-- Start of EXTRACTED TEXT --

Cleopatra Tryphaena dies leaving Berenike as sole ruler. She needs a husband to share the rule, the first candidate her advisers find is so repulsive she has him strangled. They then find her a young Greek general, Archelaus, who is much to her liking. But he is killed in battle, and Berenike refuses to flee and waits on the throne to confront her father, Fluter, who has her killed.

===51 BC===
Fluter dies, leaving Cleopatra VII, now 18, as joint ruler with her young brother Ptolemy XIII. Cleopatra makes it clear her brother's regents can 'advise' him, but not her. Cleopatra, deceived by her brother's adviser Pothinus, receives and charms Pompey's son Gnaus, who has come to seek Egyptian support in for his father in his civil war against Caesar. This enrages the mob and Cleopatra has to flee, as Pothinus planned. The defeated Pompey is allowed to land by Ptolemy and his advisers; they then kill him, expecting to win the pursuing Caesar's approval. This does not work, Caesar is affronted by their treachery.

Caesar demands Ptolemy and Cleopatra's presence. Cleopatra, to get past Ptolemy's troops, has herself smuggled to Caesar in a carpet, and charms then seduces Caesar. Caesar restores Cleopatra to the throne jointly with Ptolemy, in accordance with their father's will, though neither one likes it.

Caesar instructs Ptolemy's general Achillas to disband his army; instead, Achillas goes to his army and marches on Alexandria. Cleopatra's sister Arsinoe goes to join Achillas. A deputation from the army arrives with the news that Arsinoe had Achillas killed. They ask for their king and Caesar, acting on Cleopatra's advice that he's a much worse tactician than Arsinoe, releases Ptolemy to them. Cleopatra foresees Ptolemy and Arsinoe's defeat.

===46 BC===
Ptolemy XIII has been killed and Arsinoe captured. Cleopatra tells Caesar that she's pregnant with a son (Caesarion). Caesar invites Cleopatra to follow him to Rome. Caesar decides to publicly recognise Caesarion as his son and puts a statue of Cleopatra in the temple of Venus Genetrix.

Caesar discusses being made king with Mark Antony and Cleopatra. He tells Cleopatra he's going off to fight the Parthians, in his absence his friend Senna will propose a law allowing Caesar to have as many wives as he wishes, so he can marry Cleopatra and keep his wife Calpurnia.

But Caesar is assassinated. Apparently he never made a new will, Cleopatra is not mentioned. Cleopatra returns to Egypt with her younger brother Ptolemy XIV. She finds she's unpopular and there is a movement to depose her in favour of Ptolemy. However he promptly dies of a stomach upset. Cleopatra then reigns jointly with her infant son Caesarion (Ptolemy XV).

-- End of EXTRACTED TEXT --
-- Start of STORED ROWS --

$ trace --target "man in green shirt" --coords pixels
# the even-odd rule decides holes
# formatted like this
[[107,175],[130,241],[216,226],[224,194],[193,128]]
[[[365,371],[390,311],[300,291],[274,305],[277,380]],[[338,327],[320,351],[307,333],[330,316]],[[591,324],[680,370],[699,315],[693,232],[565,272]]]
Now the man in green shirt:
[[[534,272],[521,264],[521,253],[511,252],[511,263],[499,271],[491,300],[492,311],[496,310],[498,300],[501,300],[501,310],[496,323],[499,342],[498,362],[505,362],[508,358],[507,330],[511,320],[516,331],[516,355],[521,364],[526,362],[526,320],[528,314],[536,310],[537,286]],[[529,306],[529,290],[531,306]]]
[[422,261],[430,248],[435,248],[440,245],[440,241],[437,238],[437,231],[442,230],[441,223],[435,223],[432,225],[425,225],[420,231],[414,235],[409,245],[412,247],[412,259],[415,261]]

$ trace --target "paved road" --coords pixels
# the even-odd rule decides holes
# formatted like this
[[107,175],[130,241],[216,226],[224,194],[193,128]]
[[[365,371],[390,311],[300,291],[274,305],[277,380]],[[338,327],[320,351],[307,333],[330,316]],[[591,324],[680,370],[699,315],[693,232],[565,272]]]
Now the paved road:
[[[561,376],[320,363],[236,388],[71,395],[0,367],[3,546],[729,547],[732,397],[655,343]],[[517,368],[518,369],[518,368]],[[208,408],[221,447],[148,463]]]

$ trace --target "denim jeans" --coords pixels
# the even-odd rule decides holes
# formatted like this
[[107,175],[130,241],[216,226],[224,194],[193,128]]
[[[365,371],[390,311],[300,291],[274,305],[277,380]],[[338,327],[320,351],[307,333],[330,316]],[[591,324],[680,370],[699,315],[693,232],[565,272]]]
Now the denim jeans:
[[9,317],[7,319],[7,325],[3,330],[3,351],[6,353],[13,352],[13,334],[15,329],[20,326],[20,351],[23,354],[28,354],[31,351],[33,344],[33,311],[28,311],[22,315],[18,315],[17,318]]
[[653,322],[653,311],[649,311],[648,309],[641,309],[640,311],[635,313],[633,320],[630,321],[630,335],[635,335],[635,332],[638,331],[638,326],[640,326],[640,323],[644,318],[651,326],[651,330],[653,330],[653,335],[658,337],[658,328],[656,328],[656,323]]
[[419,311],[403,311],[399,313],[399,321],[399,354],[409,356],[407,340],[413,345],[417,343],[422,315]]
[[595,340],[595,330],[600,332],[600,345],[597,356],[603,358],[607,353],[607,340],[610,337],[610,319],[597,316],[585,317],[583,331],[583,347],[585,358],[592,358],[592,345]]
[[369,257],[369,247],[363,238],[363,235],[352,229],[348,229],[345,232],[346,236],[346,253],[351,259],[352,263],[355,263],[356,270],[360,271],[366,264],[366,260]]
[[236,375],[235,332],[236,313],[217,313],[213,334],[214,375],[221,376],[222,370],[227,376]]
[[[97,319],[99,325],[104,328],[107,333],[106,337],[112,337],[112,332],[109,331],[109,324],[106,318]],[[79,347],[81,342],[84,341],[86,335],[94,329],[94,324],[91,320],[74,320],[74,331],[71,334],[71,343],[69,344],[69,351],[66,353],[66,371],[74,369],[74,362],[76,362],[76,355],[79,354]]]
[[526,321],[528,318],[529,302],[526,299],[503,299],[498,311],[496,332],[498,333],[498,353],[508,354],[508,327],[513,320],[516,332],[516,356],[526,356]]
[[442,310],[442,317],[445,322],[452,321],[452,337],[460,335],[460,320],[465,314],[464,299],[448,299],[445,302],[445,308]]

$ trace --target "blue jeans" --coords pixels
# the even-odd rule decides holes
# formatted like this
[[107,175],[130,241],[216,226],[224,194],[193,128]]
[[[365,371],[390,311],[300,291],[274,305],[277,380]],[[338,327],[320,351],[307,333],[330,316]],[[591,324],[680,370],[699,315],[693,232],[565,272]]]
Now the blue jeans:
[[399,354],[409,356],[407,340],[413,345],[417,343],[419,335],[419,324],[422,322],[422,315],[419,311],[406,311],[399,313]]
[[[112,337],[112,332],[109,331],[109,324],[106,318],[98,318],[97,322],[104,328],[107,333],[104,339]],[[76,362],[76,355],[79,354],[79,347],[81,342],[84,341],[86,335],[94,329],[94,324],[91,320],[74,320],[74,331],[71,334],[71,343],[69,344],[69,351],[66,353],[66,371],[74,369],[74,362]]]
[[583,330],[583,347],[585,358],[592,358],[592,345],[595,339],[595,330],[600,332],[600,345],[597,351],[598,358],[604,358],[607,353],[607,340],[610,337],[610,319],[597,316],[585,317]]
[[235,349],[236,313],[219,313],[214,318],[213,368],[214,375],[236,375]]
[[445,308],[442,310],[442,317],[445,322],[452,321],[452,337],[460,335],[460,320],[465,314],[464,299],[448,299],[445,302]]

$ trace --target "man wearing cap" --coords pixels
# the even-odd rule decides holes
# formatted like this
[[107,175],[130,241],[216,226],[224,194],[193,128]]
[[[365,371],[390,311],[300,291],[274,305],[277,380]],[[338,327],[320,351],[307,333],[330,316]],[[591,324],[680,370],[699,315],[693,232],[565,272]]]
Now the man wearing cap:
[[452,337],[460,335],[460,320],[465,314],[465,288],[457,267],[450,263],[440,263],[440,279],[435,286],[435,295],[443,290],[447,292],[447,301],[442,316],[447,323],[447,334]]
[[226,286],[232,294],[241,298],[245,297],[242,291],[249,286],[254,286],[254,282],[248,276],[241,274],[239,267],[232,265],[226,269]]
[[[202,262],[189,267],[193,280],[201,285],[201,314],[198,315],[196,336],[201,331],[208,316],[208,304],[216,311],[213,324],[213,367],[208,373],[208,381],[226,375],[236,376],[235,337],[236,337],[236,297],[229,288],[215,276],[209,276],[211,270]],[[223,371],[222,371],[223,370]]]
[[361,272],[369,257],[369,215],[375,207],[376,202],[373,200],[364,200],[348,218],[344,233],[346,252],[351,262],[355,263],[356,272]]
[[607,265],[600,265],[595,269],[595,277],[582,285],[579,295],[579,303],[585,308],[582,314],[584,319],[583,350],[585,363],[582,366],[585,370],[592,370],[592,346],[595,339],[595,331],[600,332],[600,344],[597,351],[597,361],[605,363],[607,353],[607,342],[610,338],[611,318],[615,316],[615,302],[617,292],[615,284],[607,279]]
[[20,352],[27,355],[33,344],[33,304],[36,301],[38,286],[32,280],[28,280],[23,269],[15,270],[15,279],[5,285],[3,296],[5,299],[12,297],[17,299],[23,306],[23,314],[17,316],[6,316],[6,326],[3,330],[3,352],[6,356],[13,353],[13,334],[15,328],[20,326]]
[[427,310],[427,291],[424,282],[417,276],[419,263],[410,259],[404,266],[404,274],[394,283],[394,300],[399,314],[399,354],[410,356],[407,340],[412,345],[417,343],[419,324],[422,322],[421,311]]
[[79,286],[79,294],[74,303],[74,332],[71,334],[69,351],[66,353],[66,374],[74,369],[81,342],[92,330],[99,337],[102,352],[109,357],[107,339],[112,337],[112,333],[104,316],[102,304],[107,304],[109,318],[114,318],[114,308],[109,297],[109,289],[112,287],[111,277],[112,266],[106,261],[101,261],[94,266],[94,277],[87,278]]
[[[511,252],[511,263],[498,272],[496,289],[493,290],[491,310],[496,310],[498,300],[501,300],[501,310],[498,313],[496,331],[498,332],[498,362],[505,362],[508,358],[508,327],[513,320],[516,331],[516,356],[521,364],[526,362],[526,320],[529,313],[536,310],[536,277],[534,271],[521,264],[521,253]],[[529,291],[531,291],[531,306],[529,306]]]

-- End of STORED ROWS --

> **TO DO**
A. Decide whether each statement agrees with the Cleopatra plot summary. Answer yes or no for each, and quote the words of the summary that settle it. (i) Berenike flees before her father Fluter arrives. (ii) Caesar releases Ptolemy to the army on Cleopatra's advice. (iii) Ptolemy XIV dies in battle.
B. Pick up the Cleopatra plot summary from its final sentence and keep writing it.

> **EXERCISE RESULTS**
A.
(i) No: "Berenike refuses to flee and waits on the throne to confront her father, Fluter, who has her killed."
(ii) Yes: "Caesar, acting on Cleopatra's advice that he's a much worse tactician than Arsinoe, releases Ptolemy to them."
(iii) No: "However he promptly dies of a stomach upset."

B.
Cassius sends a request for Egyptian help against Antony; having exhausted all excuses, Cleopatra agrees, but her fleet dallies until Cassius has lost his battle. Mark Antony, having, with Octavian, defeated Brutus and Cassius, invites Cleopatra to see him at Tarsus. She ignores him but he persists; he has heard of her offered assistance to Cassius and wants an explanation. Cleopatra goes to Tarsus on a royal barge and seduces Mark Antony.

===35 BC===

Cleopatra asks Mark Antony to kill her sister Arsinoe, who has been granted sanctuary as a priestess at Ephesus. Following a tiff, Cleopatra returns to Egypt. Antony follows, as she knew he would.

News arrives of Parthian incursions, and that Antony's brother and Antony's Roman wife Fulvia have taken up arms against Octavian. Antony sees this as his chance to unseat Octavian, but Cleopatra counsels caution. Antony goes to fight the Parthians, however he leaves his army in Syria and sails for Athens to meet Fulvia, but she dies of a fever.

Antony meets Octavian and they agree to divide the empire, Antony the east, Octavian the west. Octavian suggests, to seal the deal, that Antony marry Octavian's sister Octavia. Cleopatra is furious at the news.

Antony looks to continue his war against the Parthians, but needs money to finance it. He leaves Octavia in Athens, and invites Cleopatra to Antioch, where they resume their affair. He promises to acknowledge his two children with Cleopatra, Alexander Helios and Cleopatra Selene. In Alexandria, Antony publicly divides his empire among Caesarion, Alexander Helios and Cleopatra Selene, and his and Cleopatra's infant son Ptolemy Philadelphos.

He divorces Octavia. Octavian takes this as a personal insult and reacts savagely, despite Octavia (who still loves Antony) pleading with him for moderation. The Senate, at Octavian's behest, divests Mark Antony of his powers and declares war on Cleopatra.

Antony's friends begin to desert him. His and Cleopatra's forces are defeated by Octavian at the Battle of Actium and they quarrel. They decide not to flee but to stay in Alexandria to await the end. Cleopatra fears Antony will harm her in a drunken rage, she hides in her tomb and sends word she's dead. Antony stabs himself. Cleopatra has him brought to the tomb on a litter, where he dies.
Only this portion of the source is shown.